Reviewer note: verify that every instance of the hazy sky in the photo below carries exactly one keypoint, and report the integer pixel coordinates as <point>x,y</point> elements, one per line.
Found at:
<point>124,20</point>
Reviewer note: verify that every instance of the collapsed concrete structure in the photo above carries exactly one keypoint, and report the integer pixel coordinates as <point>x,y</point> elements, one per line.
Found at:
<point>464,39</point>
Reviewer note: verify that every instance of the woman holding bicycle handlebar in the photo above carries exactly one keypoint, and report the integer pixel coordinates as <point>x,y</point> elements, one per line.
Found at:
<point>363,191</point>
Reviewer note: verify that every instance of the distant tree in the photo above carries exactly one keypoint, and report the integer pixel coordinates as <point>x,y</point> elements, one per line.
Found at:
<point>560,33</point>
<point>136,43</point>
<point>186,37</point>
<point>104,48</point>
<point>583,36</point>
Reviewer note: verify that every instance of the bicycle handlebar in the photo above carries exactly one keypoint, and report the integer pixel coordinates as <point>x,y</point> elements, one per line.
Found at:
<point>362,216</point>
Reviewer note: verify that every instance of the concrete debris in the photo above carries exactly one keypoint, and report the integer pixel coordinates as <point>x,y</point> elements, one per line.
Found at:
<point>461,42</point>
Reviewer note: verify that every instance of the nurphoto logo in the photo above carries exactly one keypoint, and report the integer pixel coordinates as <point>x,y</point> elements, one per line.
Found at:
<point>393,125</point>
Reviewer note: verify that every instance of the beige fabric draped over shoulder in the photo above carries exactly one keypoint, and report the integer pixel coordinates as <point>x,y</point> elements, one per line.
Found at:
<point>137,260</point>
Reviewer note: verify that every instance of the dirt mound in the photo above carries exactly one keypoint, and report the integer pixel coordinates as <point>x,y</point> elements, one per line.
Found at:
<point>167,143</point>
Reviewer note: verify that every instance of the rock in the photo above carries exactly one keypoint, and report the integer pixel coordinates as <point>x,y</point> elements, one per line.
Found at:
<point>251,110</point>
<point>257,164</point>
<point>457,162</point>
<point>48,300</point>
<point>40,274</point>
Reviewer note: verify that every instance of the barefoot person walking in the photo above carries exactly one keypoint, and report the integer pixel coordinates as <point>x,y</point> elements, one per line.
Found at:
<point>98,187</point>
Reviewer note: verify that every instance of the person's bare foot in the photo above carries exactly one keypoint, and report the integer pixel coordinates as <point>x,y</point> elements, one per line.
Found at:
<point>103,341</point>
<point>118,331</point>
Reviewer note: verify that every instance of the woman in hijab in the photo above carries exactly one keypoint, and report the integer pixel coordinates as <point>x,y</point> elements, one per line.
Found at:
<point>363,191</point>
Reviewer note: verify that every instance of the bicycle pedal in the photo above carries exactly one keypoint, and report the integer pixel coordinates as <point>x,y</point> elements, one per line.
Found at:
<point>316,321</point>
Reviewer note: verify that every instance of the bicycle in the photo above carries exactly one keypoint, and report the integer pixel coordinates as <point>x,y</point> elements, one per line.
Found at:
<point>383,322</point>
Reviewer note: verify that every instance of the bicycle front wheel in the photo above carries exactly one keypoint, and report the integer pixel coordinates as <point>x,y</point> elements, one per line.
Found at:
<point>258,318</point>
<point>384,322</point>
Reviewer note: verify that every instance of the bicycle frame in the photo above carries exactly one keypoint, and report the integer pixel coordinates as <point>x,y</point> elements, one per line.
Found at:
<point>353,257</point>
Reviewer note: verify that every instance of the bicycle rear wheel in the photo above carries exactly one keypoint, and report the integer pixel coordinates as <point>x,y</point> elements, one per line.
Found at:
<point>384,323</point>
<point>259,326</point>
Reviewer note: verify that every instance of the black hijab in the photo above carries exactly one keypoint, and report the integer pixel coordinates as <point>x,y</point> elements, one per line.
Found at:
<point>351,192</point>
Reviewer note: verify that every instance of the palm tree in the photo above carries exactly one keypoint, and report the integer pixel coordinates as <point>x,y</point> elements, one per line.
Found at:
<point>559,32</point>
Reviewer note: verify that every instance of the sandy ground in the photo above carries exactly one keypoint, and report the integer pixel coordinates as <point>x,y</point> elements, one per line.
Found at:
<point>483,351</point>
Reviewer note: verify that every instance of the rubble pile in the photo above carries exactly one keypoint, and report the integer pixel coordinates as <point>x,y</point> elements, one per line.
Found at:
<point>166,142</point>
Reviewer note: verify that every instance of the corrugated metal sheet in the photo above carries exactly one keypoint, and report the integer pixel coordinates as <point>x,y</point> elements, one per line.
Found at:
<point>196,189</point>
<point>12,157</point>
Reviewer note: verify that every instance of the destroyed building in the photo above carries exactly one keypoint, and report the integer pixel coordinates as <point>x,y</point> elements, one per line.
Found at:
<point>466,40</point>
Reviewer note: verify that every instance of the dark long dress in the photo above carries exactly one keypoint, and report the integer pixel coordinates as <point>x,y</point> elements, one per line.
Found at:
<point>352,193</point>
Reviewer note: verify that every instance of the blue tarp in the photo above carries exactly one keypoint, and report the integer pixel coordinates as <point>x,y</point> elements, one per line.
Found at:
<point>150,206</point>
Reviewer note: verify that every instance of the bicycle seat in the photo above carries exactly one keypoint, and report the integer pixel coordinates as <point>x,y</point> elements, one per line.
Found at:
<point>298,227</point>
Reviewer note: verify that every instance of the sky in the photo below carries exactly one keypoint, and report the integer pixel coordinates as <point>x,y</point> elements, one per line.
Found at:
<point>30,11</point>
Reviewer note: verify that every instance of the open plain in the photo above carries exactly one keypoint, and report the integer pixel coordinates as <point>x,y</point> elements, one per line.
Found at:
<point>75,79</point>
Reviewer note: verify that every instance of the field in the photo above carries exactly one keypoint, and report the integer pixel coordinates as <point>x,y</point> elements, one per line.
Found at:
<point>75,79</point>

_ _ _ _

_What you have to do_
Rewrite all of the entries above with "Annotator note" substituted for every occurrence of "Reviewer note". Leave every other word and character unchanged.

_Result below_
Annotator note: verify that every instance of the hazy sky in the photo below carries exactly one keypoint, and report the integer pixel coordinates as <point>x,y</point> elements, one per line.
Found at:
<point>124,20</point>
Annotator note: verify that every instance of the collapsed concrete structure in the photo above carries exactly one keypoint, and report the integer pixel coordinates as <point>x,y</point> elements, one per line.
Found at:
<point>464,39</point>
Annotator note: verify that every instance of the woman holding bicycle handlebar in the photo above carries exactly one keypoint, and report the integer pixel coordinates as <point>x,y</point> elements, one per line.
Found at:
<point>363,191</point>
Annotator note: verify that every instance of the distant tree in the photo above carries exactly one keypoint, and report the integer pixel coordinates as <point>x,y</point> elements, one per line.
Found at:
<point>560,33</point>
<point>136,43</point>
<point>186,37</point>
<point>104,48</point>
<point>583,36</point>
Annotator note: verify that every instance of the bicycle handlebar in the photo above carries exactly one keypoint, and report the integer pixel coordinates as <point>x,y</point> elements, one per line.
Found at:
<point>362,216</point>
Annotator note: verify that every instance of the concrete debris in the photo above carries exactly one keypoint, and report the integer pixel coordinates as <point>x,y</point> elements, one per line.
Found at:
<point>461,42</point>
Annotator note: verify that every instance of the nurphoto logo in the photo above carries exactly one keypoint, and report the integer pixel coordinates as <point>x,y</point> elements, one per line.
Found at:
<point>393,125</point>
Annotator note: verify that every instance of the beige fabric draped over shoulder in the photo above carries exactly one keypoint, and report the integer pixel coordinates as <point>x,y</point> elements, one per line.
Found at:
<point>137,260</point>
Annotator note: verify that every instance of the dirt mound in the photo above carries exactly one keypoint, and report the integer pixel coordinates as <point>x,y</point> elements, one per line.
Found at:
<point>167,143</point>
Annotator note: verify that every instance of the rock in the photo above carries exactly one keypoint, and report the integer pixel coordinates as <point>x,y</point> elements, one per line.
Found at:
<point>251,110</point>
<point>257,164</point>
<point>457,162</point>
<point>48,300</point>
<point>40,274</point>
Annotator note: verify that every instance of the barefoot person walking in the photo above carries exactly one keypoint, and report the integer pixel coordinates as <point>x,y</point> elements, one per line.
Found at:
<point>98,187</point>
Annotator note: verify that every instance of the person's bare foot in the photo above carries exactly one keypoint, and report the integer pixel coordinates as <point>x,y</point> elements, one per line.
Found at:
<point>103,341</point>
<point>118,331</point>
Annotator note: verify that every instance of the woman in hijab in the photo above carries exactly one keypoint, and report the integer pixel coordinates as <point>x,y</point> elements, one per line.
Found at:
<point>363,191</point>
Annotator note: verify that every instance of the bicycle pedal in the photo above carries exactly one keypoint, and report the integer pixel coordinates as <point>x,y</point> elements, one per line.
Found at:
<point>316,321</point>
Annotator note: verify that every instance of the bicycle in the photo above carries exactly one keypoint, and report the integer pixel coordinates as <point>x,y</point> elements, one per line.
Found at:
<point>383,322</point>
Annotator note: verify that every instance of the bicycle front wheel in the photo above carries exactly one keypoint, and report the integer pixel coordinates as <point>x,y</point> elements, one per line.
Found at:
<point>258,318</point>
<point>384,322</point>
Annotator note: verify that every instance of the bicycle frame in the photo above carries exactly one keypoint, and report the integer pixel coordinates as <point>x,y</point> elements, one per line.
Found at:
<point>353,257</point>
Annotator note: verify that every instance of the bicycle rear wheel in the photo above carries exactly one keypoint, and report the integer pixel coordinates as <point>x,y</point> elements, one per line.
Found at:
<point>384,323</point>
<point>259,326</point>
Annotator note: verify that every instance of the black hijab in the photo above carries exactly one keypoint, and report the integer pixel coordinates as <point>x,y</point> elements, one per line.
Found at:
<point>351,192</point>
Annotator note: verify that every instance of the palm tree in the photo above carries exactly one keypoint, and report the integer pixel coordinates as <point>x,y</point> elements, one per line.
Found at:
<point>559,32</point>
Annotator note: verify that every instance of the sandy ground in the photo above carries exactly one keypoint, and report the integer pixel coordinates as <point>x,y</point> elements, one per line.
Found at:
<point>483,351</point>
Annotator note: verify that every instance of the rubble pile in the photo above carries exactly one keypoint, and report the integer pixel coordinates as <point>x,y</point> elements, one per line.
Found at:
<point>166,142</point>
Annotator note: verify that every instance of the corrugated metal sheet in the photo above carries exactly one keypoint, and report the integer pixel coordinates as <point>x,y</point> elements, one per line.
Found at:
<point>196,189</point>
<point>12,157</point>
Annotator note: verify that every instance of the destroyed building in the photo above carries exactly one keypoint, and report the integer pixel coordinates as <point>x,y</point> elements, one per line.
Found at:
<point>466,40</point>
Annotator note: verify that every instance of the dark long dress in the photo above carries exactly one keypoint, and report the integer pixel coordinates as <point>x,y</point> elements, one per line.
Found at:
<point>352,193</point>
Annotator note: verify that every instance of the blue tarp in the photo above carries exactly one keypoint, and report the integer pixel coordinates as <point>x,y</point> elements, one per line.
Found at:
<point>150,206</point>
Annotator note: verify that every instance of the bicycle seat in the photo above carries exactly one keypoint, and report the integer pixel coordinates as <point>x,y</point> elements, one per line.
Found at:
<point>298,227</point>
Annotator note: verify that every instance of the sky in the photo below carries exactly one keypoint, and report the integer pixel coordinates as <point>x,y</point> elements, one per line.
Found at:
<point>30,11</point>
Annotator note: verify that every instance of the open plain in the photo above carries exactly one keypoint, and report the integer pixel coordinates as <point>x,y</point> elements, one per line.
Found at:
<point>75,79</point>
Annotator note: verify that every instance of the field in the photo above carries exactly one keypoint, and report the integer pixel coordinates as <point>x,y</point> elements, one per line.
Found at:
<point>75,79</point>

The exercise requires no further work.